PROVIDED PASSAGE:
· · · · ·
While the SOR research confirms that systematic and explicit phonics instruction is beneficial for all learners, that is only one component of becoming a proficient reader. Often the term ‘SOR’ gets roped in with being solely focused and consumed on teaching phonics, but that is far from what the research states. A deeper dive into the research will illuminate the multi-faceted components that work together to develop reading skills. The literature and interpretation of its findings do have a strong emphasis on the importance of teaching phonics, because without building that solid foundation first, other reading skills of fluency, comprehension, and vocabulary are much harder to acquire.
Vocabulary development is another essential factor in reading success. As texts increase in complexity, students need strategies to continue to expand their oral and written vocabulary abilities (Kamil et al., 2008; Loftus-Rattan & Coyne, 2013). The most efficient method to develop vocabulary is to understand that every word in English is composed of both units of sound (phonemes) and units of meaning (morphemes). In robust readers, the brain uses two pathways to derive meaning: the lexical and the phonological routes (Dehaene, 2009.) The lexical zones of the brain (the middle temporal lobe) are where words are understood if the word’s spelling does not reflect its pronunciation and where the brain stores the meaning of prefixes, base words, and suffixes (Dehaene, 2009; Diggory, 1992).
· · · · ·
DATASET EXCERPTS:
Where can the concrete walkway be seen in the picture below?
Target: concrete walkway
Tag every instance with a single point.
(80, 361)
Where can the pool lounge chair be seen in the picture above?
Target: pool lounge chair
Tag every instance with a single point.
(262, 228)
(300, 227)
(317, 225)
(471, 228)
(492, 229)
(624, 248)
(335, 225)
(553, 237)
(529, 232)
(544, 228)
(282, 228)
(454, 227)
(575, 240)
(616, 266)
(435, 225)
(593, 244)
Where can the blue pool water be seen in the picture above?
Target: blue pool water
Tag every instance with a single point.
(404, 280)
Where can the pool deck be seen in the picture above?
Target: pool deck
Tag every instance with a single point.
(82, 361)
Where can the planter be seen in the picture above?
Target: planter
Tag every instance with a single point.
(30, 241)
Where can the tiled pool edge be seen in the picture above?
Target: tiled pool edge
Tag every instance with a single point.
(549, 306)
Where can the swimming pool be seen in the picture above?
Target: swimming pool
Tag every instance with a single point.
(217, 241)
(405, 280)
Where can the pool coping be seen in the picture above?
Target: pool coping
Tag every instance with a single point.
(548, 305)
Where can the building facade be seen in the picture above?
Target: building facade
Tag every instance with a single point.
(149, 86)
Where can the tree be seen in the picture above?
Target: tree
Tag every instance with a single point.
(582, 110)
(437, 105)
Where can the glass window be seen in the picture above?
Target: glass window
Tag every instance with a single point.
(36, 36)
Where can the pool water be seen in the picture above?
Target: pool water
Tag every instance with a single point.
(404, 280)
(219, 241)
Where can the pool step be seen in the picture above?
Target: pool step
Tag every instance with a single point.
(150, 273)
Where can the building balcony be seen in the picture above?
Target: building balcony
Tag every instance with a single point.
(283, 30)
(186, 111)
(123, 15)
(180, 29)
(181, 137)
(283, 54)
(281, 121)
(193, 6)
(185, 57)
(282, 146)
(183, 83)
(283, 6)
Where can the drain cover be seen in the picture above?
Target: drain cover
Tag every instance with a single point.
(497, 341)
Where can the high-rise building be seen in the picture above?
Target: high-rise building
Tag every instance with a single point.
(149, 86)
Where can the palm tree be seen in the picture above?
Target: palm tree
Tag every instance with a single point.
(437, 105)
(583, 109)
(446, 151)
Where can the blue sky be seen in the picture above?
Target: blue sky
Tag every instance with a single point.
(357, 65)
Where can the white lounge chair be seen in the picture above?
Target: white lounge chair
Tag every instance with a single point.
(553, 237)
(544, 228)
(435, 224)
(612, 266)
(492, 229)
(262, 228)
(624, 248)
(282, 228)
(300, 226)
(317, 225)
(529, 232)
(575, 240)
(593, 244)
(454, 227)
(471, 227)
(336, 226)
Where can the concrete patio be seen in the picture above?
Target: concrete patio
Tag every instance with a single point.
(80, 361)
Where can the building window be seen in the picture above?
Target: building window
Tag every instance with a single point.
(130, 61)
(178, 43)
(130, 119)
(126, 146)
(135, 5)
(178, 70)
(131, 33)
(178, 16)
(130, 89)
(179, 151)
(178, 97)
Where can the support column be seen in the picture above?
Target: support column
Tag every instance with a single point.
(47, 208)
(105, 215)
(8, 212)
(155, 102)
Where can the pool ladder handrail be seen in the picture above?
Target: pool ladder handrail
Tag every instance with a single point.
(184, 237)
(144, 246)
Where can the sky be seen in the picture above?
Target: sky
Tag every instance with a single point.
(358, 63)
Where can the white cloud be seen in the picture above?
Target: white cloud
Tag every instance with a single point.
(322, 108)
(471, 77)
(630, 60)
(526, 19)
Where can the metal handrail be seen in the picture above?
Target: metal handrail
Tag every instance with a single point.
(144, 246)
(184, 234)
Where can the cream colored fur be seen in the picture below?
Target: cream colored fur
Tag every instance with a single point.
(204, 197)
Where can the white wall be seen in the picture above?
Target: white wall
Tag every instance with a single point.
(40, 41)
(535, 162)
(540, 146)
· · · · ·
WHAT IS EXPECTED: Continue the passage on the science of reading and vocabulary development, starting after its final sentence.

WRITTEN ANSWER:
Conclusive research reported explicit vocabulary instruction in the early grades results in children learning more words (Graves & Silverman, 2011, citing Beck & McKeown, 2007). Morphology instruction can begin from a young age and is an effective tool for vocabulary development. When students are presented with explicit instruction in the morphemes of words, they are then able to use this information to deconstruct a word using the lexical encoding, as well as the phonemic encoding, resulting in a deeper comprehension of a text.
https://www.literacyworldwide.org/docs/default-source/resource-documents/rrq-sor-executive-summary.pdf A balanced and unbiased look at the Science of Reading research that examines it through a broader, more inclusive lens. The executive summary contains 26 articles written by a total of 77 authors who represent diverse, innovative, challenging ideas, and perspectives that reframe the science of reading debate. Together, these pieces bring a supportive and critical perspective to the conversations, and identify next steps for the field.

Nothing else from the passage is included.